[Stored data]
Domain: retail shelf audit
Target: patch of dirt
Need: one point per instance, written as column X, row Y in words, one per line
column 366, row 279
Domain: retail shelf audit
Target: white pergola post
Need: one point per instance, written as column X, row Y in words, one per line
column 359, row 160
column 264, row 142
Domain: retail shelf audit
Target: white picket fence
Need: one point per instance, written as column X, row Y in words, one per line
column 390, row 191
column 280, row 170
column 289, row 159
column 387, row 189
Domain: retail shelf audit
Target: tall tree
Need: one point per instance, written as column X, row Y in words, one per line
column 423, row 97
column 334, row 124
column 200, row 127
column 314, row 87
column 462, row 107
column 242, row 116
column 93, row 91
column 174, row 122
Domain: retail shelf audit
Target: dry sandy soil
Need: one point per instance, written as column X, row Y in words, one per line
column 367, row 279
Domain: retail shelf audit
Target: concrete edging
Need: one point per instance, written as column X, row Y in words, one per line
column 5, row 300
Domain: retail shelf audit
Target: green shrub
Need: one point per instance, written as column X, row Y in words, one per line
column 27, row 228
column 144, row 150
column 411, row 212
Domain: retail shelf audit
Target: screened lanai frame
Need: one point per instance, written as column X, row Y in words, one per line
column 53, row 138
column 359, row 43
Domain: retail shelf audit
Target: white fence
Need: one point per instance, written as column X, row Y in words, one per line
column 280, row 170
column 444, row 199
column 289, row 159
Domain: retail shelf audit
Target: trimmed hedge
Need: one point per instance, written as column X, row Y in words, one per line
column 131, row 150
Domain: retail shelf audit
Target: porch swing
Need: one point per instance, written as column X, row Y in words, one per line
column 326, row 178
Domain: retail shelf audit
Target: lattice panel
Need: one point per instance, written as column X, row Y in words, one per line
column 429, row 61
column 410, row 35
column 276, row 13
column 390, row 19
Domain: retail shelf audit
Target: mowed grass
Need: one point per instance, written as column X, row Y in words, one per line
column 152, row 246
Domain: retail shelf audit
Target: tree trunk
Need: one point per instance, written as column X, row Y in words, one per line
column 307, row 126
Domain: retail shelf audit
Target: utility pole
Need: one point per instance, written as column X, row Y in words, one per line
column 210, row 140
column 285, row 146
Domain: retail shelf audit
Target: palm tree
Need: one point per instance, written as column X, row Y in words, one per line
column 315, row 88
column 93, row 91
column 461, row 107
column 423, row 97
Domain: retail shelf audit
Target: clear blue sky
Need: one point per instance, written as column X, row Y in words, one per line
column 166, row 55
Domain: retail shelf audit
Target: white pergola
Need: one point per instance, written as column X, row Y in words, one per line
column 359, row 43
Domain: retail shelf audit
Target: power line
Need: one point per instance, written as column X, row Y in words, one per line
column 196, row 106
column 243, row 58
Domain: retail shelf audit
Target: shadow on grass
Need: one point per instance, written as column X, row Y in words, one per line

What to work on:
Quote each line of the data above exactly as written.

Output below:
Domain: retail shelf audit
Target: patch of dirt
Need: one point per instance, written as column X, row Y in words, one per line
column 366, row 279
Domain: retail shelf audit
Target: white pergola post
Need: one point per instance, written as column X, row Y in words, one per line
column 359, row 160
column 264, row 142
Domain: retail shelf audit
Target: white picket fence
Need: one point per instance, written as column X, row Y in words, one per line
column 390, row 191
column 280, row 170
column 289, row 159
column 387, row 189
Domain: retail shelf audit
Target: tall tree
Need: one point per instance, written as column X, row Y in words, one per line
column 423, row 97
column 334, row 124
column 200, row 127
column 314, row 87
column 462, row 107
column 242, row 116
column 93, row 91
column 174, row 122
Domain: retail shelf audit
Target: dry sandy soil
Need: one point per instance, written as column X, row Y in words, one per line
column 367, row 279
Domain: retail shelf audit
Target: concrete edging
Need: one point per instance, written as column X, row Y in words, one per line
column 5, row 300
Domain: retail shelf audit
Target: green shrub
Need: one point per instance, written as column X, row Y in words, one per line
column 27, row 228
column 144, row 150
column 411, row 212
Domain: retail shelf audit
Target: screened lanai frame
Need: one point per instance, written as column X, row Y in words, one per line
column 53, row 138
column 359, row 43
Domain: retail shelf audit
Target: white fence
Need: one point per instance, written as column X, row Y in words, one per line
column 280, row 170
column 444, row 199
column 289, row 159
Domain: retail shelf audit
Target: trimmed hedge
Need: one point per instance, written as column X, row Y in words, one per line
column 131, row 150
Domain: retail shelf audit
Target: porch swing
Need: one point per instance, written as column X, row Y in words, one per line
column 326, row 178
Domain: retail shelf audit
Target: lattice panel
Need: one point per instance, written as column X, row Y in words, one per line
column 429, row 61
column 410, row 35
column 276, row 13
column 390, row 19
Domain: retail shelf audit
Target: mowed grass
Need: one point per instance, written as column X, row Y in words, one per line
column 152, row 246
Domain: retail shelf audit
Target: tree trunk
Need: one point per instance, written as column X, row Y in words, one per line
column 307, row 126
Domain: retail shelf audit
Target: utility pole
Need: one point per instance, written as column X, row Y in words, one per line
column 210, row 140
column 285, row 146
Domain: retail shelf audit
Target: palm tree
Need: one point per instance, written as column X, row Y in words, one per line
column 315, row 88
column 93, row 91
column 461, row 107
column 423, row 97
Domain: retail shelf audit
Target: clear blue sky
Need: one point per instance, written as column X, row Y in words, one per line
column 166, row 55
Domain: retail shelf audit
Target: white pergola
Need: one point per instance, written as column X, row Y in words, one per line
column 359, row 43
Domain: retail shelf audit
Target: power line
Need: one point per instance, written as column X, row Y in words, one per line
column 196, row 106
column 243, row 58
Domain: retail shelf audit
Target: shadow on grass
Need: one point per instance, written as column X, row Y in words, one per line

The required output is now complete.